**DIRECTION 1**
Report how many lines of the entries contain the word "boat". Case counts, and the reply should be the number alone.

--------------------

By Cheryl Kim
What is project-based learning?
At the start of this unprecedented season of shelter-in-place, many parents found themselves having to become teachers overnight. Although there is an abundance of online resources, the amount of information being shared can be daunting. For parents who have the time to read through educational standards and search for corresponding curriculum or teacher-created materials, that’s great! However, for parents still working from home or managing multiple kids’ schedules, just the thought of homeschooling can feel overwhelming.
As a full-time teacher, I continually search for, select, and create materials that support each individual subject. Last month, I found myself under orders of self-quarantine with my two elementary-aged sons while still needing to send in daily sub plans. I knew I needed to find something for my boys to work on independently that would still meet our learning goals yet require a minimal expenditure of time and effort on my part.
That’s when I decided to go with Project-Based Learning (PBL). PBL is a student-centered instructional approach that has learners use a diverse range of skills to meet an end goal. PBL is often hands-on, engaging, tied to the real world realities, and hits multiple learning standards in all the core subjects. Unlike traditional pencil and paper assignments, which have limited sustainability, PBL can also extend over weeks or months.

--------------------

**DIRECTION 2**
For each statement, say whether it agrees with the project-based learning piece, answering yes or no and quoting the deciding words from it. (a) The writer's two sons are elementary-aged. (b) PBL is described as a teacher-centered approach. (c) PBL can extend over weeks or months.

--------------------

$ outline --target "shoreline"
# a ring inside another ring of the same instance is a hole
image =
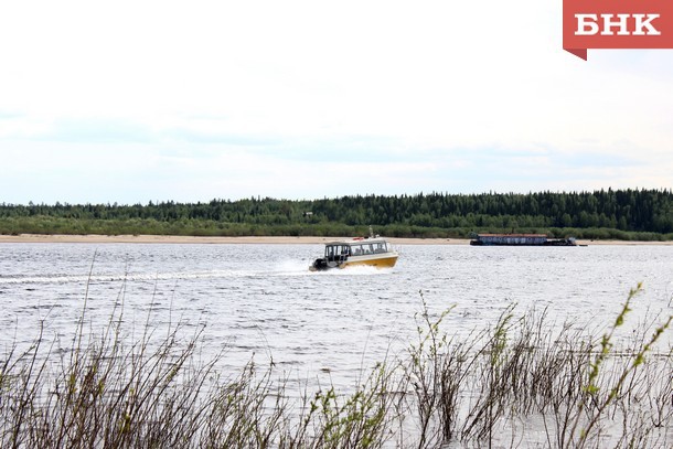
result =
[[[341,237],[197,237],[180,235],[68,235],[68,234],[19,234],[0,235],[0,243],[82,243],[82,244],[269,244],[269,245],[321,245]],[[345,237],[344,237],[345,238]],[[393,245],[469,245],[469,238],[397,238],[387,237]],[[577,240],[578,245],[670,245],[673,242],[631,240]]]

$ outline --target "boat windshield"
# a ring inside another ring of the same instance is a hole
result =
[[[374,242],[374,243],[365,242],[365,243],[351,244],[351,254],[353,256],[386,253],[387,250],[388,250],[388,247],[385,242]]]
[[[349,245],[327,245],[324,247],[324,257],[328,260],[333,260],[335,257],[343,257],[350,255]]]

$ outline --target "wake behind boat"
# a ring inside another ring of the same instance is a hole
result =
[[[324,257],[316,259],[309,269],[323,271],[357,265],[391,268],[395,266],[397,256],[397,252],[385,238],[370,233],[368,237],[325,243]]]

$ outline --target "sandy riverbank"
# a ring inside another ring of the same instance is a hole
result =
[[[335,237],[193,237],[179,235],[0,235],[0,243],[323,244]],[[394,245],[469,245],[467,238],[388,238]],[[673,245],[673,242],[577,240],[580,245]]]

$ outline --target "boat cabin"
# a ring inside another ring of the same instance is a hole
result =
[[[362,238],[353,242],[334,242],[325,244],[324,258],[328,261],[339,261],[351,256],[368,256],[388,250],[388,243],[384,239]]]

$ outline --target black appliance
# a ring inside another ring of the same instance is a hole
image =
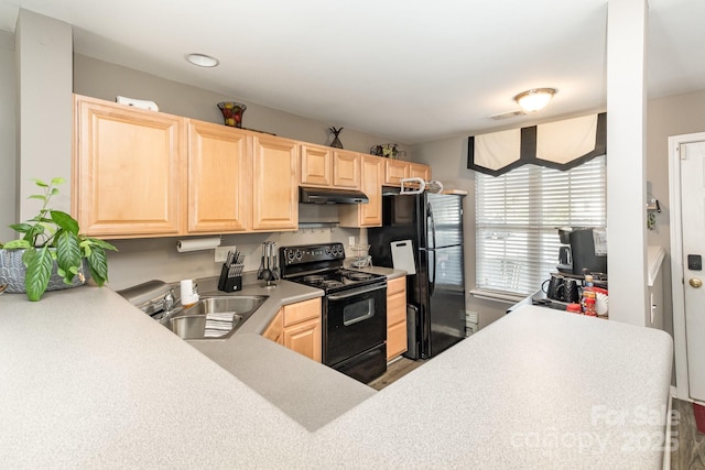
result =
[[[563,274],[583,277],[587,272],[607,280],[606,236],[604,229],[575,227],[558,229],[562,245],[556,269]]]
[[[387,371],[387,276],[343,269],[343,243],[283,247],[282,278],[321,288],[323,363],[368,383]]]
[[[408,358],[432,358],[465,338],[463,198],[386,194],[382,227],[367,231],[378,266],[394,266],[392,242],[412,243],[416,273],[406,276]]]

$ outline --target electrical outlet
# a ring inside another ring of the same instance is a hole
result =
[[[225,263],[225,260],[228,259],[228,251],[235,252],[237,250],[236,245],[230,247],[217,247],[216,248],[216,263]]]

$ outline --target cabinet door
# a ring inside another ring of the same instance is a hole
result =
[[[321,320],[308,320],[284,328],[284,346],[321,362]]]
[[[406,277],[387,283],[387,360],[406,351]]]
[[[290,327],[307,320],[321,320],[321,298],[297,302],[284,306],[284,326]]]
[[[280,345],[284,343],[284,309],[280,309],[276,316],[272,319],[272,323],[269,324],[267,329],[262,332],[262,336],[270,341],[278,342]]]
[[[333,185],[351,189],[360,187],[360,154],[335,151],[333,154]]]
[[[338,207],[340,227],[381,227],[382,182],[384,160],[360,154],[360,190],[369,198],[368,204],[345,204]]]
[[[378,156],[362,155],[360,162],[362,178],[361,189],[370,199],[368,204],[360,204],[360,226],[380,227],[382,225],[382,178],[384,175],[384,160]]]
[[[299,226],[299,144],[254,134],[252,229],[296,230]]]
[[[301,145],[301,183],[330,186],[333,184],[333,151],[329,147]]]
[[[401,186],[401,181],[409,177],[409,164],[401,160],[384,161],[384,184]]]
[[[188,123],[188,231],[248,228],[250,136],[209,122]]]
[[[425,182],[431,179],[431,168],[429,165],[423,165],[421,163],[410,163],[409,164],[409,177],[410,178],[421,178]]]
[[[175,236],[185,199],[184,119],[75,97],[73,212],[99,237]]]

--------------------

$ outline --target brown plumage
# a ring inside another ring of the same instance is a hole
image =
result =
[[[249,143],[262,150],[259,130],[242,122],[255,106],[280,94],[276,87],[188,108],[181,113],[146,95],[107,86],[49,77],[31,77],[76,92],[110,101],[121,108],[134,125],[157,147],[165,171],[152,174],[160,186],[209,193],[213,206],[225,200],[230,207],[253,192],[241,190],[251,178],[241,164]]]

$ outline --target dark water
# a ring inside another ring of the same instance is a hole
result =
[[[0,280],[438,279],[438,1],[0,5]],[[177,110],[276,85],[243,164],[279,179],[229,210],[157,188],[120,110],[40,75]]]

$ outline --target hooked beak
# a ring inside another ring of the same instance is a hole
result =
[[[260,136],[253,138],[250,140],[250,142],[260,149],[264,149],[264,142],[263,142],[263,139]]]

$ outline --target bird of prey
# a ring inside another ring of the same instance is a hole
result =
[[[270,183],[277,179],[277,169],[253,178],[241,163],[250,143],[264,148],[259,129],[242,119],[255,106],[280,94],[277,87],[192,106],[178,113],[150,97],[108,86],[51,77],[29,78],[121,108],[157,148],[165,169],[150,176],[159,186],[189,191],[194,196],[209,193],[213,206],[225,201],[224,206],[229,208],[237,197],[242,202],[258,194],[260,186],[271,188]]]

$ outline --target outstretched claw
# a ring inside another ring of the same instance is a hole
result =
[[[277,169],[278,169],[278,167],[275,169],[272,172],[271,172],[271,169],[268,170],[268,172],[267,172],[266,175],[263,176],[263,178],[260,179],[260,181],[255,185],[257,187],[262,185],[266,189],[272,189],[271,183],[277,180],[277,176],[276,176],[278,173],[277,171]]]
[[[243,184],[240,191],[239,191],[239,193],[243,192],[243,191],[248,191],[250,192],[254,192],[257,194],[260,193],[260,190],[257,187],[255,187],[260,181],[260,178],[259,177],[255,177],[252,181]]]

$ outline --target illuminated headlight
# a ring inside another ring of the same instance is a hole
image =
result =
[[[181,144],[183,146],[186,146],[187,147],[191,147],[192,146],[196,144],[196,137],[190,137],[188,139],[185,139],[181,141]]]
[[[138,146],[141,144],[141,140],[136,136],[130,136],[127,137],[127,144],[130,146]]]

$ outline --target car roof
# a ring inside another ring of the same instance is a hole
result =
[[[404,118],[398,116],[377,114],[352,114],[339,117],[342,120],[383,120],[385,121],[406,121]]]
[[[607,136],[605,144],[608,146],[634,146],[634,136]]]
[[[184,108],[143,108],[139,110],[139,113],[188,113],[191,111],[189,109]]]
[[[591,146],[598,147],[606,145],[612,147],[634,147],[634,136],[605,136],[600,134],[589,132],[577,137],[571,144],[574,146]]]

--------------------

**COMPLETE OUTPUT 1**
3

**COMPLETE OUTPUT 2**
(a) Yes: "my two elementary-aged sons"
(b) No: "PBL is a student-centered instructional approach"
(c) Yes: "PBL can also extend over weeks or months."